[Begin Input]

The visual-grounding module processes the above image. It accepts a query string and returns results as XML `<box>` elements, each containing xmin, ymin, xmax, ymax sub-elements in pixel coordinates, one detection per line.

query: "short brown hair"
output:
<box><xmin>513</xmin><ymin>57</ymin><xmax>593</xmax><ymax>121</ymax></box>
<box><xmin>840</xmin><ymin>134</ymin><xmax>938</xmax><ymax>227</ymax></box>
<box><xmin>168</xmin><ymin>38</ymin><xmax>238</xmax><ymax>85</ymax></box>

[End Input]

**Written request:**
Output the records above again, copying every line without any change.

**Task answer:**
The visual-grounding module processes the above image. It accepts a query string and returns results as XML `<box>` elements, each containing xmin, ymin, xmax, ymax sub-elements in pixel coordinates, one detection per line.

query: "short brown hair"
output:
<box><xmin>513</xmin><ymin>57</ymin><xmax>593</xmax><ymax>121</ymax></box>
<box><xmin>840</xmin><ymin>134</ymin><xmax>938</xmax><ymax>227</ymax></box>
<box><xmin>168</xmin><ymin>38</ymin><xmax>238</xmax><ymax>85</ymax></box>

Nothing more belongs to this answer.